Given instruction>
From the records below, reproduce verbatim the lines starting at the line that contains "task: segment every instance of the white-framed" and ending at the line that contains "[[[88,155],[69,154],[68,172],[69,175],[88,175]]]", including both of those lines.

Source data>

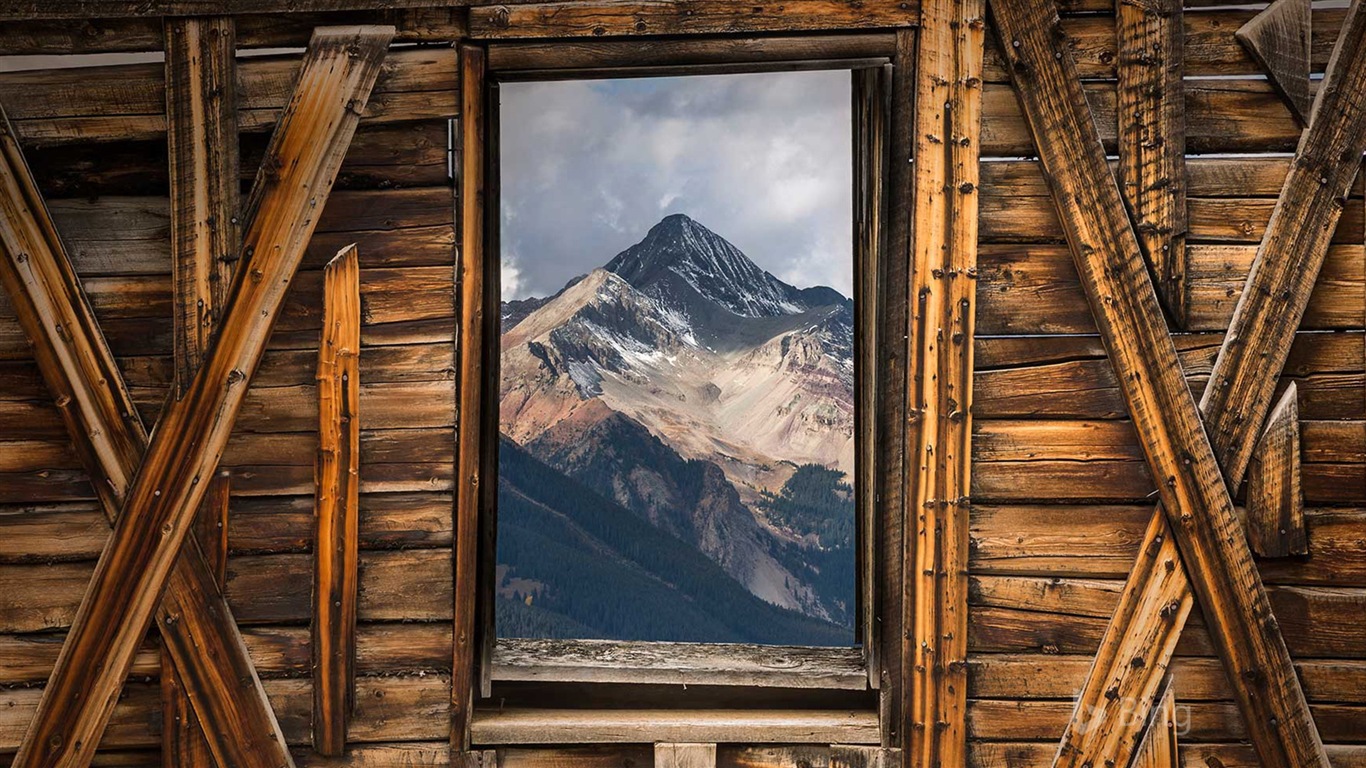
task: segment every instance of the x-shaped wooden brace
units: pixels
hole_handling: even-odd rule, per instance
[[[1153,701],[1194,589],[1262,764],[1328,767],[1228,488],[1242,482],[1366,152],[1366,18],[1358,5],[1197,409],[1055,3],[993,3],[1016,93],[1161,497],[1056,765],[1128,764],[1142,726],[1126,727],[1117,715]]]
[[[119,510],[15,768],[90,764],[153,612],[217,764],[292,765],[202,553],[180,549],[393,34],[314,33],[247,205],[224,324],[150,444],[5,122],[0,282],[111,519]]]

---

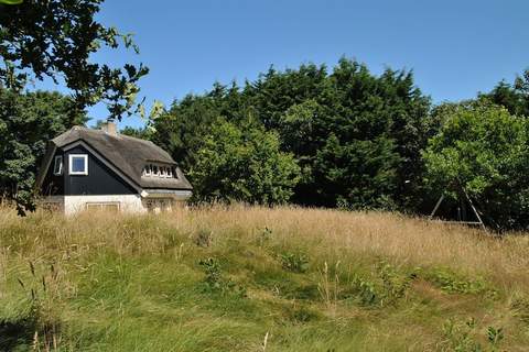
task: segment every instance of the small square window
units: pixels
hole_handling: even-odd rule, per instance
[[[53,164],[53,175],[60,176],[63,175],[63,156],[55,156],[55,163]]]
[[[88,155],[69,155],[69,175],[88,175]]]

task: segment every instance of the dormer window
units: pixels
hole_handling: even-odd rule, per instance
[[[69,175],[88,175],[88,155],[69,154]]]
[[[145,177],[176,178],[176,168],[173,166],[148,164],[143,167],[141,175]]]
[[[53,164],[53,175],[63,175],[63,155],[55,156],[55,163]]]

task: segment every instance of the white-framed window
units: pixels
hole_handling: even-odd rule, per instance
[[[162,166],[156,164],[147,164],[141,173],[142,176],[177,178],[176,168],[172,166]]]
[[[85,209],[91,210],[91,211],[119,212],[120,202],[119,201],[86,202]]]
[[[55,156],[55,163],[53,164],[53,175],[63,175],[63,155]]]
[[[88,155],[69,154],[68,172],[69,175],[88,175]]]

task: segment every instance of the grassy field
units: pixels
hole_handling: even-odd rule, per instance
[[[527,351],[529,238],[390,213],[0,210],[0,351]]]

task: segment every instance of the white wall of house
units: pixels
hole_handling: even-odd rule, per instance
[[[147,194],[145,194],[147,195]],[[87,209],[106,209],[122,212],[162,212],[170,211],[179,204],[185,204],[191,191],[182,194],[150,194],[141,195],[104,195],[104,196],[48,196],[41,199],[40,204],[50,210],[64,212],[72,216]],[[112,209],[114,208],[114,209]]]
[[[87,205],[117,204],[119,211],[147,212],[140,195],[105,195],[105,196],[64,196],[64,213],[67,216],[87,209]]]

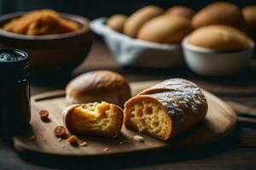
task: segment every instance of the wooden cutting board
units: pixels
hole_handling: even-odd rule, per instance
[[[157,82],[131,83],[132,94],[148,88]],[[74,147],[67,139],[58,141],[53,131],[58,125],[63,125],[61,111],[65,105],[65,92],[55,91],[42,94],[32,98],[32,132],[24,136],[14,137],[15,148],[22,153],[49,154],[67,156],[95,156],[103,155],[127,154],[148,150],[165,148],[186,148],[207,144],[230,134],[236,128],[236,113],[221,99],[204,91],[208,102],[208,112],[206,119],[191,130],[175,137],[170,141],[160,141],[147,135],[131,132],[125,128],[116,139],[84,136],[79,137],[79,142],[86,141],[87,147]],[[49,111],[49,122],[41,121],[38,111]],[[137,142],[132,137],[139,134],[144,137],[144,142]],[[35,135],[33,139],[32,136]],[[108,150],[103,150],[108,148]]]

==

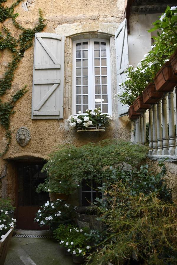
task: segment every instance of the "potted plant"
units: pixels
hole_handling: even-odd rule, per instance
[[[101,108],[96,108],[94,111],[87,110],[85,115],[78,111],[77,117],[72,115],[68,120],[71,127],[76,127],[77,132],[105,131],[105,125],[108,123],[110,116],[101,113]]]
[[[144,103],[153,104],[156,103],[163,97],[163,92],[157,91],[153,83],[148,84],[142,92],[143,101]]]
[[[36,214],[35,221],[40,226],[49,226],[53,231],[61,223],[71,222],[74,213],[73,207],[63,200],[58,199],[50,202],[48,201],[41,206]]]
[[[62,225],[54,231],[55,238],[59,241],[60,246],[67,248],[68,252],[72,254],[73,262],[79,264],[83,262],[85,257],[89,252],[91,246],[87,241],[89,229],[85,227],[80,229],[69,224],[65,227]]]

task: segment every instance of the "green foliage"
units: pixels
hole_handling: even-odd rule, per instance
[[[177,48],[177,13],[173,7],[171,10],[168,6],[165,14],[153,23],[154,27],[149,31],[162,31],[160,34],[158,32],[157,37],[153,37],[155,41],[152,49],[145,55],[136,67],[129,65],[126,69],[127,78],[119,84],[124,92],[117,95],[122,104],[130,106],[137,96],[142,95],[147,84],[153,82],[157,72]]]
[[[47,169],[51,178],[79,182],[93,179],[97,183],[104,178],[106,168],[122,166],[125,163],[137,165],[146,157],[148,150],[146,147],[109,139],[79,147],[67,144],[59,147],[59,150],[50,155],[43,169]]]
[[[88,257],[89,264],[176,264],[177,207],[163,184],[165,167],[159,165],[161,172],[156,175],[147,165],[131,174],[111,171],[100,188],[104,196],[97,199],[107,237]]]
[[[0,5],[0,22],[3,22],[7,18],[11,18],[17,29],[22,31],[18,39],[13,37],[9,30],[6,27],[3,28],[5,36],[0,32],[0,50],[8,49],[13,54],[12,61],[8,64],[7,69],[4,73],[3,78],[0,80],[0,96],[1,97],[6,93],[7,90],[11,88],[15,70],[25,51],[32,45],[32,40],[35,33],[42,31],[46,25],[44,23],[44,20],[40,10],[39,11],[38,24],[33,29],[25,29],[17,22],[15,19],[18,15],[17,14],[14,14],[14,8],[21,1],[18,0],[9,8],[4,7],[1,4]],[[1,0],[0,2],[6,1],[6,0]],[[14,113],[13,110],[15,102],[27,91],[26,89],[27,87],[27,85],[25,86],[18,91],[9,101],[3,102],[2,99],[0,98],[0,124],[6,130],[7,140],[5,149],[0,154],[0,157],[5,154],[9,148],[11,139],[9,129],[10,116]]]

Solved problem>
task: segment every instance of the white-framed window
units: pixels
hole_handling: even-odd rule, per instance
[[[162,166],[156,164],[147,164],[141,173],[142,176],[177,178],[176,168],[172,166]]]
[[[85,209],[91,210],[91,211],[119,212],[120,202],[119,201],[86,202]]]
[[[55,156],[55,163],[53,164],[53,175],[63,175],[63,155]]]
[[[88,155],[69,154],[68,172],[69,175],[88,175]]]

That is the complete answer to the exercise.